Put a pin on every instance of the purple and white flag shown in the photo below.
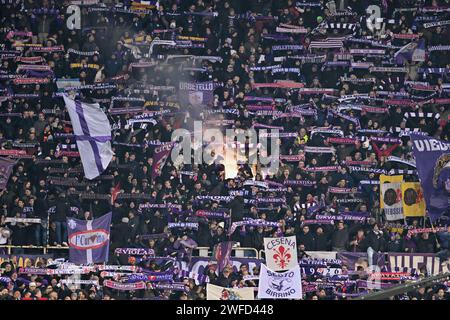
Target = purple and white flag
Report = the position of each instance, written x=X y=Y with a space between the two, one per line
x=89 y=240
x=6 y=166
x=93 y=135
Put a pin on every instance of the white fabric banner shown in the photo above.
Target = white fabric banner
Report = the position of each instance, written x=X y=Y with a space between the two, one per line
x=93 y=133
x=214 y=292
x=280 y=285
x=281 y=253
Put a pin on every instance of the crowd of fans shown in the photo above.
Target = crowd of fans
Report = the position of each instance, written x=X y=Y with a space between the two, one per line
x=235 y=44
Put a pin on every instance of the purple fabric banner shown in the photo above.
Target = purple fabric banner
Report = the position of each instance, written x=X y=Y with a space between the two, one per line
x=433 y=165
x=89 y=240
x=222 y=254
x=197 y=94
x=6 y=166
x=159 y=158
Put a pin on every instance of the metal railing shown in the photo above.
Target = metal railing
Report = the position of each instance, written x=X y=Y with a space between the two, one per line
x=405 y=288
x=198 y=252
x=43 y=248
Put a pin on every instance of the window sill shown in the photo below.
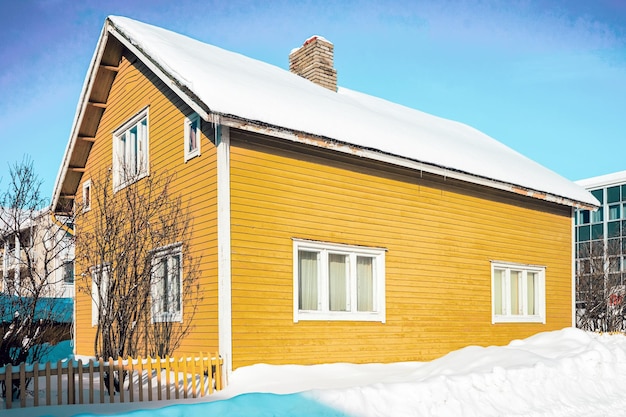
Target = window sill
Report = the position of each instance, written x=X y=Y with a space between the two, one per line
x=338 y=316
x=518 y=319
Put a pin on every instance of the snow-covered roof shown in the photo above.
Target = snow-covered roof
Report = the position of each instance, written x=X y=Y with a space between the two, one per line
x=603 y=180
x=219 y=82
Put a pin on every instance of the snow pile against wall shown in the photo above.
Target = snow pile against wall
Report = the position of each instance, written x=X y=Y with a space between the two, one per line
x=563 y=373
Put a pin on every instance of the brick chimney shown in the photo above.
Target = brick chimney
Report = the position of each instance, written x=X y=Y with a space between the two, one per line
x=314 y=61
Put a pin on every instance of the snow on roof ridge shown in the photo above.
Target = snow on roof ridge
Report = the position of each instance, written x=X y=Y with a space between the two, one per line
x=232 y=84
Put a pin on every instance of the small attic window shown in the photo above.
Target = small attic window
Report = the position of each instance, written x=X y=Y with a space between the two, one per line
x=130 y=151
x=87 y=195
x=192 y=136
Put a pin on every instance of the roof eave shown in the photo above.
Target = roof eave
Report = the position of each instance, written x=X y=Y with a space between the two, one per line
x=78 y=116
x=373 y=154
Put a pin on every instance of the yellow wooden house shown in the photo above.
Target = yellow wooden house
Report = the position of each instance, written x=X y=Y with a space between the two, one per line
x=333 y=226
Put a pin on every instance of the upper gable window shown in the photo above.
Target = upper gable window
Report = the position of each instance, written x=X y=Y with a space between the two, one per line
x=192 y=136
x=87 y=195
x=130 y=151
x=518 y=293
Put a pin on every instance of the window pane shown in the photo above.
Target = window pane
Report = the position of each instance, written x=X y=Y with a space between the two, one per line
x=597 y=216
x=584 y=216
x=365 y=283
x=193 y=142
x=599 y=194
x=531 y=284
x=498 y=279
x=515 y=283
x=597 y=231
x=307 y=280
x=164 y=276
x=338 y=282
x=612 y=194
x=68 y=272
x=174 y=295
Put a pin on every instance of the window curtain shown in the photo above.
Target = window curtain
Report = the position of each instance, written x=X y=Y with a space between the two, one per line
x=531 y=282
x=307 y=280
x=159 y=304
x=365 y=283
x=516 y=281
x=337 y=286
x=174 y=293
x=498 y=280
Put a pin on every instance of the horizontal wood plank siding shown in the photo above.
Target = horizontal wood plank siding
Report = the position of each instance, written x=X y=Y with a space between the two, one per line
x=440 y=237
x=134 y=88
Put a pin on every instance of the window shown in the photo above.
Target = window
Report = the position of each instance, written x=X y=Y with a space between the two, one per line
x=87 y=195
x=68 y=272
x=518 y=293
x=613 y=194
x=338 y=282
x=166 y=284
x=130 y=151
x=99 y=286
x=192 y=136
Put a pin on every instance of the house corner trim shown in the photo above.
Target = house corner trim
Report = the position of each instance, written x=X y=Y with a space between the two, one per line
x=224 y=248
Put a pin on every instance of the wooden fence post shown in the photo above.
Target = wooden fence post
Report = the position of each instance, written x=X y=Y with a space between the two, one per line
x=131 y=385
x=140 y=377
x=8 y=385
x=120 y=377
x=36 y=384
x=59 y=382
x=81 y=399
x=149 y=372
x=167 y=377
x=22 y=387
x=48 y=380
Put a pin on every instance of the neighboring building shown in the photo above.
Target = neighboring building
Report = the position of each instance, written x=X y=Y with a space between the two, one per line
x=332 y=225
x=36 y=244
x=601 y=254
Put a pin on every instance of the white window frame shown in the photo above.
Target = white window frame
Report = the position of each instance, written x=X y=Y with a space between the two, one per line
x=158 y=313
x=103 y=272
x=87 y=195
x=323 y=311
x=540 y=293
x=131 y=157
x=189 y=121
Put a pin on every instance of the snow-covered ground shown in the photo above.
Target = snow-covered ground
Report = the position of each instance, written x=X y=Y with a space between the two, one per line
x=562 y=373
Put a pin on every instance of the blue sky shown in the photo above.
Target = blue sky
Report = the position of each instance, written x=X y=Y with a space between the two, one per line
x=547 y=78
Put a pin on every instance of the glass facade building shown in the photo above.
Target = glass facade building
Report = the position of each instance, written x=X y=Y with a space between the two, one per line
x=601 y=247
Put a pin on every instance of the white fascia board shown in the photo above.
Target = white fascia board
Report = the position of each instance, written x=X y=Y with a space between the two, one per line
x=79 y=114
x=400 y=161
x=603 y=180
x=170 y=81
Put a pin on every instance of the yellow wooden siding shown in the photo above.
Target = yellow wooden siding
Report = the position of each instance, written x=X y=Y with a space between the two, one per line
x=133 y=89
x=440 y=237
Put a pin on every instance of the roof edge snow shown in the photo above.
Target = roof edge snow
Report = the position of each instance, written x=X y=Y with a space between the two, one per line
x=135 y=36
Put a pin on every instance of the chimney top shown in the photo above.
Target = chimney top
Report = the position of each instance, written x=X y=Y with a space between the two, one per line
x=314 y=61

####

- About this task: Lines holding the word "eave" should be copied from the entries above.

- Solved exercise:
Put a pin on every instance of the roof eave shown in the photo above.
Target = roof eave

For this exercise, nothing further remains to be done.